*Apply what you read*.
1. In the essay on volunteering below, translate this sentence into Spanish: "While I was genuinely appreciative of the gift, I also felt that I hadn't earned it."
2. Carry on the essay on volunteering below from its last sentence, in the same first-person voice.

*Reading passage*.
<<<<

Why Volunteer? A First Person Perspective of What It Takes & Why It Counts
By: Myrdin Thompson, Mom Congress Delegate
Yesterday when I checked the mail I received a lovely thank you card from a group that I have been discussing working as a mentor with. Enclosed was a gift card to a local coffee shop and the wording in the card said "thanks a latte!" While I was genuinely appreciative of the gift, I also felt that I hadn't earned it. After all I hadn't officially started volunteering as my paperwork was still being processed. So I contacted the organization and said, thank you, but...and was told, no, thank you. Thank you for being willing to volunteer, for being patient during the background check process, and for supporting the mission and vision by sharing information about what we do with others in the community.
Because you see, volunteering is something so many of us do not because of the coffee shop gift card or seeing our name in a newsletter. And while volunteering may get us as seat across the table from the President of the United States (which is an incredible honor to be certain), we would volunteer even if that moment never were to happen.
I certainly have been fortunate in these last nine years to meet incredible volunteers in my own community as well as across the United States. Volunteers in our schools who spend their Friday's popping popcorn and helping tutor students. Volunteers who fill backpacks with food so children don't go hungry on the weekends. Volunteers who speak up at school board meetings or who attend rallies at their State capitols. I've meet volunteers who create book drive programs, apps for cell phones to increase family engagement opportunities, write blogs or articles about how to create successful home to school connections. And while these volunteers are not called Champions of Change they all are certainly worthy and deserving of that title.

>>>>

*Provided information*.
<<<<

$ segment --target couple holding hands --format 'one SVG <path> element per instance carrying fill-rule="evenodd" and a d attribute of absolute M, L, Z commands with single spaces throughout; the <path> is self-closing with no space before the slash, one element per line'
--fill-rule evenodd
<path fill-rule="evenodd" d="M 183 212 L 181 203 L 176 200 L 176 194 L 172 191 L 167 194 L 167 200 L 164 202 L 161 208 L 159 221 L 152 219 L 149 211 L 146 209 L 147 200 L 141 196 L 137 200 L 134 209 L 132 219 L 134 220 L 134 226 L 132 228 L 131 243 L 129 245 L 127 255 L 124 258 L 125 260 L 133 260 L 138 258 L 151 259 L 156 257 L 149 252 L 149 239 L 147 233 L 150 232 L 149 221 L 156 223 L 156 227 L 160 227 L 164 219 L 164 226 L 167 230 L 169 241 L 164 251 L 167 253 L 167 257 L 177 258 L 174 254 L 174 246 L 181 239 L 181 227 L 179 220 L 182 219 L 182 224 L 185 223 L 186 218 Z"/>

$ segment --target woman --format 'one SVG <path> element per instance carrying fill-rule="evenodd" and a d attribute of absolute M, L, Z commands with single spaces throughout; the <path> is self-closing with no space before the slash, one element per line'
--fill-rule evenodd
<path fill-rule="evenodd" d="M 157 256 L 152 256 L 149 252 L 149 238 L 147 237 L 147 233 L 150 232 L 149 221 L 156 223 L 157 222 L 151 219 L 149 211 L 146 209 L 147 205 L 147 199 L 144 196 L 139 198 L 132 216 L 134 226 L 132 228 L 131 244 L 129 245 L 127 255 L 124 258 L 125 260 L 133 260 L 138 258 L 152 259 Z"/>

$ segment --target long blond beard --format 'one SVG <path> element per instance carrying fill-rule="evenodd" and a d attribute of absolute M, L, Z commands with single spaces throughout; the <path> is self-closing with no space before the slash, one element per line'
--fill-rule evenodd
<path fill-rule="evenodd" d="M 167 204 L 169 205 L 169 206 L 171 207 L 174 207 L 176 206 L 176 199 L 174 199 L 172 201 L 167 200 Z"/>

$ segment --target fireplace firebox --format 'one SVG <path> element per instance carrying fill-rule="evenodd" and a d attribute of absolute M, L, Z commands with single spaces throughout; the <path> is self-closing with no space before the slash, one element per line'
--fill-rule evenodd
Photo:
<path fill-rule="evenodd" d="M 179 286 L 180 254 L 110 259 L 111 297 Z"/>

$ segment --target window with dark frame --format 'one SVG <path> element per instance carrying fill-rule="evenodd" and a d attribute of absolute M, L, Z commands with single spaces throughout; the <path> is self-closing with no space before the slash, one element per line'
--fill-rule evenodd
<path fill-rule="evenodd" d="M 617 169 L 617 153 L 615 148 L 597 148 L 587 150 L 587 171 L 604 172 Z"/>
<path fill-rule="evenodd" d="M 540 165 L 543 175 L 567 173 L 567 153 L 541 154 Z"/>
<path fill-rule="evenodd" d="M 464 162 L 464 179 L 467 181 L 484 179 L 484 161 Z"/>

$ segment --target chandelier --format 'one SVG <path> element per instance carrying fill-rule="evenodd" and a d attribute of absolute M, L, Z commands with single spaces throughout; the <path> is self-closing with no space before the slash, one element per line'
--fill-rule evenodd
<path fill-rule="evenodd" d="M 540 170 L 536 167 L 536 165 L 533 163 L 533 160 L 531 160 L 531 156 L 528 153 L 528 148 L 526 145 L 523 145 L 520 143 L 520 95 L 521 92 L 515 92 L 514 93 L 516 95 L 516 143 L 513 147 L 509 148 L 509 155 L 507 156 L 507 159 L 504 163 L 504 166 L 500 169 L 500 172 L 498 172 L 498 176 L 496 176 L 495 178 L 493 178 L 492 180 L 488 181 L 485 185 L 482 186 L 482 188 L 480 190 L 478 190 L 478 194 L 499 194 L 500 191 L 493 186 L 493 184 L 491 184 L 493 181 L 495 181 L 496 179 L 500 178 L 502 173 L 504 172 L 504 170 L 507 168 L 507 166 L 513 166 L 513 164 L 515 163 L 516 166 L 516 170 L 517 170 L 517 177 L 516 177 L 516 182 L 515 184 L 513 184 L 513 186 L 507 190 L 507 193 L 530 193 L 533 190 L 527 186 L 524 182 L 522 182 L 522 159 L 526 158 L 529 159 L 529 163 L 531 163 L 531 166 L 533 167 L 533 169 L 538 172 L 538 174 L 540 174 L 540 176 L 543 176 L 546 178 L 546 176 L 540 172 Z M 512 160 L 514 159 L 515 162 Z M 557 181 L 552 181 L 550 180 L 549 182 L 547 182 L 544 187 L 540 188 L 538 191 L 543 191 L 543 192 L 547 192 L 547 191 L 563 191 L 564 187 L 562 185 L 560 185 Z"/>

>>>>

*Responses per task*.
1. Aunque agradecí sinceramente el regalo, también sentí que no me lo había ganado.

2.
It is unfortunately easy to measure the value and importance of one volunteer by looking at the actions of another. We should do our very best to not compare one's actions and activities in our communities with others who we know. We all have something to give and contribute. For example:
- Time: There are a finite number of hours in the day. We can spend them watching funny youtube videos and re-posting them on facebook or we can search the web to find information about a cause we feel passionate about and share that on our facebook page. And as a matter of fact, there is actually enough time in the day to do both.
- Talent: I cannot sew. I cannot cook. I cannot tap dance. However I can write, pick up a phone and make a call, I can run in a 5k, and I can sing karaoke for a fundraiser. And I have friends who can sew, cook, and even tap dance. We all have talents that are unique and specific to us. In this world someone, somewhere needs your "uniqueness" to help their cause.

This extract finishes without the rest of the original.